*Passage to read*:
■ ■ ■ ■ ■ ■ ■

In 1938, while still in high school, an 18-year-old amateur radio operator from Cleveland named Al Gross invented the walkie-talkie.

During WWII, Gross worked for the Office of Strategic Services (OSS), the forerunner of the CIA, in developing a secret long-range wireless communications system for military intelligence use. After the war, the FCC based its creation of the Citizens Radio Service Frequency Band (1946) on Gross' wartime wireless work.

Gross formed a company called Citizens Radio Corp. to produce two-way radios for personal use. Two years later, Gross' company was the first to receive FCC approval for making consumer radios using the new so-called "Citizens' Band" using shortband 226-27 MHz frequencies. Cartoonist Chester Gould was so taken with the idea that he asked Gross if he could borrow the idea, resulting in Dick Tracy's two-way wrist radio.

Initially, CBs were used primarily by military, marine and emergency services. It took 25 years – for the gasoline shortage, a truckers' strike and a pop song called "Convoy" by C.W. McCall in the mid-1970s – to bring CB to the mass public's attention. It then became the biggest electronics fad of the decade.

■ ■ ■ ■ ■ ■ ■

Stored entries
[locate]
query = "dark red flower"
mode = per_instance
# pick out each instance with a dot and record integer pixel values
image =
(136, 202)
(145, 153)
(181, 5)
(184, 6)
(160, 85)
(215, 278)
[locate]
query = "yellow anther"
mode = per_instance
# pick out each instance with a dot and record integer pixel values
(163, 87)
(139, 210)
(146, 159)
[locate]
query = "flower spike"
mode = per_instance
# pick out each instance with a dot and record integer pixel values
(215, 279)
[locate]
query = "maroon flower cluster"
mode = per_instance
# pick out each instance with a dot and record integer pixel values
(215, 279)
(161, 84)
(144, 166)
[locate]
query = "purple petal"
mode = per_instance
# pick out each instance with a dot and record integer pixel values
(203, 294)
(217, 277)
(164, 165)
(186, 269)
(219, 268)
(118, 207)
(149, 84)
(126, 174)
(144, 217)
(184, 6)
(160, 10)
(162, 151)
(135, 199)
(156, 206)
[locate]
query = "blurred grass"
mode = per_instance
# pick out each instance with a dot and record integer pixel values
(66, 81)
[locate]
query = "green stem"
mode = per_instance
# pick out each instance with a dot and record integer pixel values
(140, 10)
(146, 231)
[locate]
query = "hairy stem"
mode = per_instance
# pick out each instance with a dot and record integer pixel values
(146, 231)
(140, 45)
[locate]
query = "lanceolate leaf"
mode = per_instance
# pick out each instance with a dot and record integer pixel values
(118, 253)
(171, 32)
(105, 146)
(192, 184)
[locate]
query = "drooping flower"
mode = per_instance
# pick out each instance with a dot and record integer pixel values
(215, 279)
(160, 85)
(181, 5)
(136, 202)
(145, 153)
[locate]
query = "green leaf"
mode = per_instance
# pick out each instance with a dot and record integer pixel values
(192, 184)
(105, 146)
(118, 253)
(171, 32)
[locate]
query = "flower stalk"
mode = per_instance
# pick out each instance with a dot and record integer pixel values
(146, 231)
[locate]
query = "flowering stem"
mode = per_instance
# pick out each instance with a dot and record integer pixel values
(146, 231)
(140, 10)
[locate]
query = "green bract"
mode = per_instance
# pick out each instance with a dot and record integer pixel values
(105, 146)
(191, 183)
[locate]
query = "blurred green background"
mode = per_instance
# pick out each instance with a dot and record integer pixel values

■ ■ ■ ■ ■ ■ ■

*What you need to do*:
[A] In the passage on CB radio history, which company did Al Gross form to make two-way radios for personal use?
[B] Carry the passage on CB radio history forward from its last sentence.
The items have no connection to the passage on CB radio history.

*Responses per task*:
[A] Citizens Radio Corp.

[B]
In 1976, CB sales hovered around 11 million units, but after the FCC expanded the band to 40 channels and banned the sale of 23-channel units after December 21, 1977, sales declined.

Today, CB still is popular, especially in the form of handheld, battery-operated units for use in emergency situations. Person-to-person communication has been enhanced with the 1996 allocation of UHF-based family radio service (FRS) frequencies, 14 channels and 38 sub-channels, along with the more powerful 16-channel General Mobile Radio Service (GMRS), all operating within the 460-MHz band, which enables CB-style communication for users within one to five miles of each other, depending on local topography.